- **The records**:
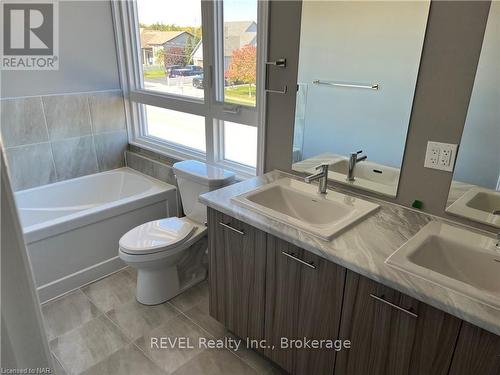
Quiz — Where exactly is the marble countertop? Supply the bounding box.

---

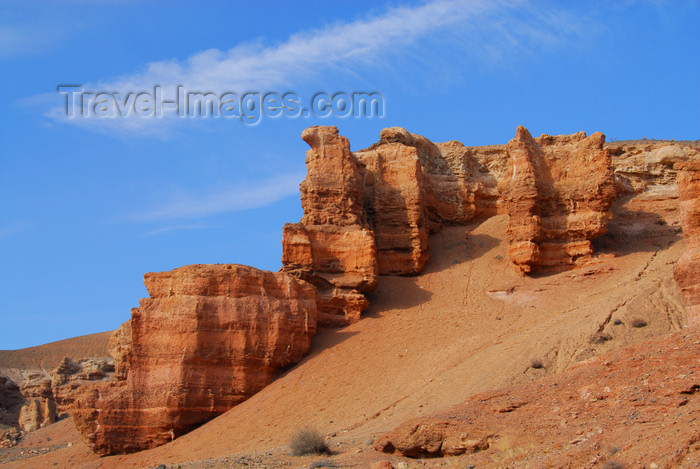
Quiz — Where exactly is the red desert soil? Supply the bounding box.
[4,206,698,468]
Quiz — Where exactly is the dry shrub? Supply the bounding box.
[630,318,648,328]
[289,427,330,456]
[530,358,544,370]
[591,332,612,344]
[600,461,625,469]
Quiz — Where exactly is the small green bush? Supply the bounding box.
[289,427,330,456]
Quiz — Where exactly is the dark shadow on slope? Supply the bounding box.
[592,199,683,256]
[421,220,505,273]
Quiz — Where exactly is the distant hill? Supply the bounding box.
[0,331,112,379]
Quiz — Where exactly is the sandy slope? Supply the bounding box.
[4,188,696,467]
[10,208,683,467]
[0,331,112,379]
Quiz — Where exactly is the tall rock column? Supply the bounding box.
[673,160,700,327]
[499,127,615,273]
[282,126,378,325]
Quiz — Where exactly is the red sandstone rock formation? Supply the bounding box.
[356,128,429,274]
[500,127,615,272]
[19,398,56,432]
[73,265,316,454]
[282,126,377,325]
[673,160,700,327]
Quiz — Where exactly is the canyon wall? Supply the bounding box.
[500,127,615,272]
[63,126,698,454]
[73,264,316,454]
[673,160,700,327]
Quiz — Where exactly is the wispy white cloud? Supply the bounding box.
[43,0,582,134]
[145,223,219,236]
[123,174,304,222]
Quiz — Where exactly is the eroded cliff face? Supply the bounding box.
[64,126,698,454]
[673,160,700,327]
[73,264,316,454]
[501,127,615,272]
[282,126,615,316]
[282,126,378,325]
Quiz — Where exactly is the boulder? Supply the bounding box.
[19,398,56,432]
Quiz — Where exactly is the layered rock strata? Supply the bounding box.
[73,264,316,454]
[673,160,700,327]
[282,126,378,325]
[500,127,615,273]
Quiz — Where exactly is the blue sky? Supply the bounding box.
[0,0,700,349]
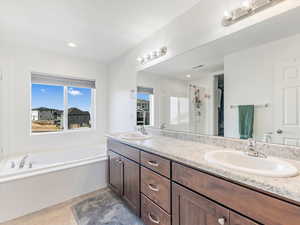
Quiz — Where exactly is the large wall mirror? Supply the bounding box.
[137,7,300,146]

- **What you should do**: Locate each line in the entries above that contains the word "wall" and copy those lines.

- **Written response**:
Quiz — Where exactly is the canyon wall? Supply the bounding box.
Quiz — Where exactly is the large wall mirror? Supply the bounding box.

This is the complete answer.